Dataset entries:
________
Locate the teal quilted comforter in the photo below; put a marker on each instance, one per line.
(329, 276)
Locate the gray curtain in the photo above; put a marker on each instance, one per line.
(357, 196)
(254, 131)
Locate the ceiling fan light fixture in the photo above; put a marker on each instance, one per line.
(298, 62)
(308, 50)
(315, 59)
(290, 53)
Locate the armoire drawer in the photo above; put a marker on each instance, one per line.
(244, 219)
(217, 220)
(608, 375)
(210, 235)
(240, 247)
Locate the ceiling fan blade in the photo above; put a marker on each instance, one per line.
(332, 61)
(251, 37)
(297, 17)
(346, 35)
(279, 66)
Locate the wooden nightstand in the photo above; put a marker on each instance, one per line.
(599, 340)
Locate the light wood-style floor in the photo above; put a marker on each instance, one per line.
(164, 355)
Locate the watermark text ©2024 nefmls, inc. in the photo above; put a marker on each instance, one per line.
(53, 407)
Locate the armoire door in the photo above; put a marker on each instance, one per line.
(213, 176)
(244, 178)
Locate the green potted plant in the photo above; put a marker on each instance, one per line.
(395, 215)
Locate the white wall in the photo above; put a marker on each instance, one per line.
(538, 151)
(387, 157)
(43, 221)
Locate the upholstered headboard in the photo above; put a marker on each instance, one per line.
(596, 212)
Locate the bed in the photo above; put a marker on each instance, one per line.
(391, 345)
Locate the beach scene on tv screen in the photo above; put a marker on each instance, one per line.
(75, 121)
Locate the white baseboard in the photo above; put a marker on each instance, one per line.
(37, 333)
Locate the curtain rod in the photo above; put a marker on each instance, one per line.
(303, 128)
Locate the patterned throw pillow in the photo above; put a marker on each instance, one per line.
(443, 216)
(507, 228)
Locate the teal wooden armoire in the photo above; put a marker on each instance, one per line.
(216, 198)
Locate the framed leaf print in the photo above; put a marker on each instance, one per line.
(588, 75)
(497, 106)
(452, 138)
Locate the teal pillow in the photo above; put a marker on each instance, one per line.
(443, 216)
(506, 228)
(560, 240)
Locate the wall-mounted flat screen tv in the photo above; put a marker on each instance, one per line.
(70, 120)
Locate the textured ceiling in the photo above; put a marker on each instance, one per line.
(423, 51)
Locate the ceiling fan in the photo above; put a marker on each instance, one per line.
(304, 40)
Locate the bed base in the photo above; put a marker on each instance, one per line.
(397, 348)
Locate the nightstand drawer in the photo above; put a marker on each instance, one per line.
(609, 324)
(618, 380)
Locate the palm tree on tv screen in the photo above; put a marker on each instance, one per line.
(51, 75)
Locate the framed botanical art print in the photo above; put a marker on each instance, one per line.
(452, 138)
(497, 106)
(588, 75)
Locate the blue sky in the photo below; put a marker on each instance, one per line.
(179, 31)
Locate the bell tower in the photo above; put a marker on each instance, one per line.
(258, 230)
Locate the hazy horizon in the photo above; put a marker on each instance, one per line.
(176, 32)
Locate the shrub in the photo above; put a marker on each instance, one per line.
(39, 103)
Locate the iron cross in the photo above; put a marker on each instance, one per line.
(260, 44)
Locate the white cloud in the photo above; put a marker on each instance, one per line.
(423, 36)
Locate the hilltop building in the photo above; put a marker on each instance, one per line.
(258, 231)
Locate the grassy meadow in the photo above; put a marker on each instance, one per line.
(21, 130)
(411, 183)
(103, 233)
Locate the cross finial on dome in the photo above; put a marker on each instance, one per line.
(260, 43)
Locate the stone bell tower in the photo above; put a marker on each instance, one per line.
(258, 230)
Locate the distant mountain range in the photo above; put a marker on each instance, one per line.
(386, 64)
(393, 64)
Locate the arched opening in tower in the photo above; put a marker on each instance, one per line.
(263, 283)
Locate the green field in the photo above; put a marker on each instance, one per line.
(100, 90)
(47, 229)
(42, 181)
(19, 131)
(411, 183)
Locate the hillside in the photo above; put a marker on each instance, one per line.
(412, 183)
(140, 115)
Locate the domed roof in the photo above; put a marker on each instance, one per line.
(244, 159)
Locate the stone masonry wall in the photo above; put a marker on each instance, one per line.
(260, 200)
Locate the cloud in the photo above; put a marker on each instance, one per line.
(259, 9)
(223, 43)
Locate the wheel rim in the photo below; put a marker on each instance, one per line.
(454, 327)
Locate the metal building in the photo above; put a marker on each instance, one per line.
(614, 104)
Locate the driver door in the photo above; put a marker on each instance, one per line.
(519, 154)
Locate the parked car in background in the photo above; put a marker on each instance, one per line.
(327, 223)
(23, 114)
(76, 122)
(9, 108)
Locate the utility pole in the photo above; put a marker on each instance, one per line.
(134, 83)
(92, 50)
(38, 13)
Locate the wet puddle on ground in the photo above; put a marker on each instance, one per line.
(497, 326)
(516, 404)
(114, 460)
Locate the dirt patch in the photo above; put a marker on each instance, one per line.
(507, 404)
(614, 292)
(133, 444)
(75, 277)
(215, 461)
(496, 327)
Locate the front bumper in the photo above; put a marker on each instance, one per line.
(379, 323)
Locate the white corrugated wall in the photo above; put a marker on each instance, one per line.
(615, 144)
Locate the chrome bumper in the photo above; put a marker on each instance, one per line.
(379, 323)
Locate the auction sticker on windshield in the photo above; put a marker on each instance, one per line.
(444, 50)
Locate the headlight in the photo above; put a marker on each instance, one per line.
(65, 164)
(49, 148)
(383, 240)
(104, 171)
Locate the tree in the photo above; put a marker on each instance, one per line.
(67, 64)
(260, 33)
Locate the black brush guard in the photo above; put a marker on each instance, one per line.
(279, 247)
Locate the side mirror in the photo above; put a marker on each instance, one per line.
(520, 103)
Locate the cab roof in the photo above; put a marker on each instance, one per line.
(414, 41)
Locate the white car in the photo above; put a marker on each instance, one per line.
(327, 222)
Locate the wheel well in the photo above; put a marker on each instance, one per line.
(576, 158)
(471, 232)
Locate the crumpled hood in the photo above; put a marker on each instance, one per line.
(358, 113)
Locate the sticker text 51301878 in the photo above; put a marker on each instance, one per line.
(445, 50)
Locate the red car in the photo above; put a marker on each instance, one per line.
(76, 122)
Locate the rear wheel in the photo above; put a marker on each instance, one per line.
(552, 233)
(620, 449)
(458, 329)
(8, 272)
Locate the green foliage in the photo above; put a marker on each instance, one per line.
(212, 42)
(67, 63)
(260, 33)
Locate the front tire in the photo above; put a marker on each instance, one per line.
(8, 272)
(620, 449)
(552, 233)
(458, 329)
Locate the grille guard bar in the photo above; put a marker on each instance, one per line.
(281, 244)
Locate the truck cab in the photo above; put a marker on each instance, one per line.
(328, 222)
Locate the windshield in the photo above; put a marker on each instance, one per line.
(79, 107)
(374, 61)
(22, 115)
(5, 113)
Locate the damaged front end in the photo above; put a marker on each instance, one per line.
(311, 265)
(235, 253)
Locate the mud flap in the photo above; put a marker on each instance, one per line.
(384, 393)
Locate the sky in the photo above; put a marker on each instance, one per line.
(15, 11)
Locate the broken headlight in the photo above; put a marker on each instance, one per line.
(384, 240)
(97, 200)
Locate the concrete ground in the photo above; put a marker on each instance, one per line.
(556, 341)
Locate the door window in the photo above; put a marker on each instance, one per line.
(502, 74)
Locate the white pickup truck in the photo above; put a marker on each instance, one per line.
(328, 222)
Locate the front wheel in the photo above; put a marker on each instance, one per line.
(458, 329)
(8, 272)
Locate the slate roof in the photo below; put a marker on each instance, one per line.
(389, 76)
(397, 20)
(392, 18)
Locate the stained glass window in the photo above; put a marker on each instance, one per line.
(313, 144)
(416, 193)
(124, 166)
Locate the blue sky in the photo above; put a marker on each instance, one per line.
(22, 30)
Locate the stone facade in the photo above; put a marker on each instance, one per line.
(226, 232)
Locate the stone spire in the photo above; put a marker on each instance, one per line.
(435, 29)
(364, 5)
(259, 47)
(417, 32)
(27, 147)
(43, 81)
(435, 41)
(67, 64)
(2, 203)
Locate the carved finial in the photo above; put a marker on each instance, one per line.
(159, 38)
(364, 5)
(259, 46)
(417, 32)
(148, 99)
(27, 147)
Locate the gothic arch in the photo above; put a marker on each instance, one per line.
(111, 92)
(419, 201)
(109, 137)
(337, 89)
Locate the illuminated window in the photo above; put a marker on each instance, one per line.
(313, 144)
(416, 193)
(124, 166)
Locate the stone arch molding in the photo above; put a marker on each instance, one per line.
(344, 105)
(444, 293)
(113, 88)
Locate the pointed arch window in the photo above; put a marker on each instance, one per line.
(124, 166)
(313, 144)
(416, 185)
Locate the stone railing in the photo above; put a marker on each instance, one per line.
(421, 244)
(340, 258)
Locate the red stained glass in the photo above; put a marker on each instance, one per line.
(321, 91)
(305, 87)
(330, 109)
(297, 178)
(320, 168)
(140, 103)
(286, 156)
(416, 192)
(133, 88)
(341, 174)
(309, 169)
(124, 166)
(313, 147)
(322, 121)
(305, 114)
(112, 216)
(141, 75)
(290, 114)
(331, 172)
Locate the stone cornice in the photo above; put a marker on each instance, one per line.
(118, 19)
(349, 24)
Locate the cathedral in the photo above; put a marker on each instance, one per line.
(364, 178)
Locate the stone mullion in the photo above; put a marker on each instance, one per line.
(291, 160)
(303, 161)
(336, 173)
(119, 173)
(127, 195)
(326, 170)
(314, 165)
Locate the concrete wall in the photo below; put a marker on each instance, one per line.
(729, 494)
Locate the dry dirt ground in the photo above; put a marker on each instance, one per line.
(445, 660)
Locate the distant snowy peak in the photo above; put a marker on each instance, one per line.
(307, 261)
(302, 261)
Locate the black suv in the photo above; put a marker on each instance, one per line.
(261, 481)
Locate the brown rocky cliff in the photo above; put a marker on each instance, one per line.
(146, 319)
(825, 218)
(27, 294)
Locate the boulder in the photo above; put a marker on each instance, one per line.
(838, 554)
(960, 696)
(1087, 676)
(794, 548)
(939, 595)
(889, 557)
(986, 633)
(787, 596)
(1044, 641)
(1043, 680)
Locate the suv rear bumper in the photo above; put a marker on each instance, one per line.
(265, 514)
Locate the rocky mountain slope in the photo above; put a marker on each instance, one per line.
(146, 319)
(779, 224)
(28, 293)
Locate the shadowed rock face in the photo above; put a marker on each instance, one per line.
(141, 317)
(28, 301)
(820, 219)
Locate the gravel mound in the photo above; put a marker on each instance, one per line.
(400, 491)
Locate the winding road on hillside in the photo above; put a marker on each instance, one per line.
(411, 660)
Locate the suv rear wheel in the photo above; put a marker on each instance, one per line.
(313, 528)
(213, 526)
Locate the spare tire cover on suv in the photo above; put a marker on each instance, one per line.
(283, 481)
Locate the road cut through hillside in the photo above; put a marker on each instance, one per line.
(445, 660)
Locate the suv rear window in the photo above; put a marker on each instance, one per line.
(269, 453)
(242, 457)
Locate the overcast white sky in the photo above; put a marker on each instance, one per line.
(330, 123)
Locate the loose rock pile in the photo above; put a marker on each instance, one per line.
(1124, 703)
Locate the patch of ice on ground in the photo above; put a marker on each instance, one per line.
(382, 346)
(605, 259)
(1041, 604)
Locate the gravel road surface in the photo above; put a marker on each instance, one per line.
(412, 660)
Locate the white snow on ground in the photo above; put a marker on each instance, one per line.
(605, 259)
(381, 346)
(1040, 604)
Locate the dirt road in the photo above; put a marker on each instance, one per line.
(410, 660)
________
_What is expected_. Starting at the line with "Locate the dirt road", copy each line through the end of the data, both ends included, and give nothing else.

_Solution to this exercise_.
Locate the dirt road in the photo above; put a marker on each instance, one per line.
(410, 660)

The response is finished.